# Text shown
Andrew Keary

Personal information
- Native name: Aindriú Ó Ciara (Irish)
- Born: 1987 (age 38–39) Killimor, County Galway, Ireland

Sport
- Sport: Hurling
- Position: Left wing-forward

Club
- Years: Club
- Killimor

Club titles
- Galway titles: 0

Inter-county
- Years: County / Apps (scores)
- 2006-2008: Galway / 2 (0-03)

Inter-county titles
- All-Irelands: 0
- NHL: 0
- All Stars: 0

= Andrew Keary =

Irish hurler

Andrew Keary (born 1987) is an Irish hurler who plays for Galway Championship club Killimor. He previously lined out with the Galway senior hurling team. Keary usually lines out as a forward.

==Career==

Keary first came to hurling prominence at juvenile and underage levels with the Killimor club, while simultaneously playing as a schoolboy with Portumna Community School. He eventually progressed onto Killimor's top adult team. Keary first appeared on the inter-county scene with the Galway minor hurling team. After winning an All-Ireland MHC title in 2004, he captained the team to a second successive title in 2005. He also won an All-Ireland U21HC title in 2007. Keary was drafted onto the Galway senior hurling team in 2006. He made a number of competitive appearances before being released from the panel in November 2008.

# Available data
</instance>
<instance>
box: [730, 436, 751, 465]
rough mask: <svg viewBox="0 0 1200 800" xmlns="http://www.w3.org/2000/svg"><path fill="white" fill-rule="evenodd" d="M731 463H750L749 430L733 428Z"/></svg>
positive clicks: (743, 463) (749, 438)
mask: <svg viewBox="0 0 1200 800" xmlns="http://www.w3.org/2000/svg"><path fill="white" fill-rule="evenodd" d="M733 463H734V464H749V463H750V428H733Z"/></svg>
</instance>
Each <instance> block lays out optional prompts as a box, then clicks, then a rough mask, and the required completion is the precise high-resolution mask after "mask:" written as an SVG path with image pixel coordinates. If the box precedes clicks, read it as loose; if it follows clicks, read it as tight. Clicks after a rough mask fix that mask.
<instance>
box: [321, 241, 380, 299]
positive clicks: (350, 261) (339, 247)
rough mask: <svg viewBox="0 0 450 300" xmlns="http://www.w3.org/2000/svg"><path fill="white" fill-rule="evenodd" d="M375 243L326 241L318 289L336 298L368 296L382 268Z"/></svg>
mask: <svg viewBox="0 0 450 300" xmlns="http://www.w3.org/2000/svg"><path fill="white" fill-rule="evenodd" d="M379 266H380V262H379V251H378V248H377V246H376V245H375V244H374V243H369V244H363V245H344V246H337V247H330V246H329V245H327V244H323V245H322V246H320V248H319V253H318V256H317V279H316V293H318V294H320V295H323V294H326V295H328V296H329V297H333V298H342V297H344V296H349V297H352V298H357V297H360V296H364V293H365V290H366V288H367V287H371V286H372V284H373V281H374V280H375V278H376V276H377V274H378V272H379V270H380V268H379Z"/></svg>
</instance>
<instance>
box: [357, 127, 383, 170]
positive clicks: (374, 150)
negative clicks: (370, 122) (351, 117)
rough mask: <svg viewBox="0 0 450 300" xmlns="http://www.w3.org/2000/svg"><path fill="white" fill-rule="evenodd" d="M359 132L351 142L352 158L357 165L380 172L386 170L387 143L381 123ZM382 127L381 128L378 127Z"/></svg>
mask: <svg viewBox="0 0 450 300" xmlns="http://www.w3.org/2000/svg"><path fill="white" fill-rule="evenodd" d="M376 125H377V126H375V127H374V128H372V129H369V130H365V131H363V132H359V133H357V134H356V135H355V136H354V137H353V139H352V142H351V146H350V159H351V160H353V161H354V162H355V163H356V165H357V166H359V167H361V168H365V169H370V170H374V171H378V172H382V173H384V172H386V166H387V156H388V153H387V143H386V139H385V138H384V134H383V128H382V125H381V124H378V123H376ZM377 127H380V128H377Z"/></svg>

# Assignment
Pick up the article on the Galway hurler Andrew Keary after its final sentence and carry it further.

# Response area
==Career statistics==

| Team | Year | National League |  |  | All-Ireland |  | Total |  |
| Division | Apps | Score | Apps | Score | Apps | Score |
| Galway | 2006 | Division 1B | 0 | 0-00 | 2 | 0-03 | 2 | 0-03 |
| 2007 | 0 | 0-00 | 0 | 0-00 | 0 | 0-00 |
| 2008 | 3 | 0-00 | 0 | 0-00 | 3 | 0-00 |
| Career total |  |  | 3 | 0-00 | 2 | 0-03 | 5 | 0-03 |

==Honours==

- Galway
- All-Ireland Under-21 Hurling Championship: 2007
- All-Ireland Minor Hurling Championship: 2004, 2005 (c)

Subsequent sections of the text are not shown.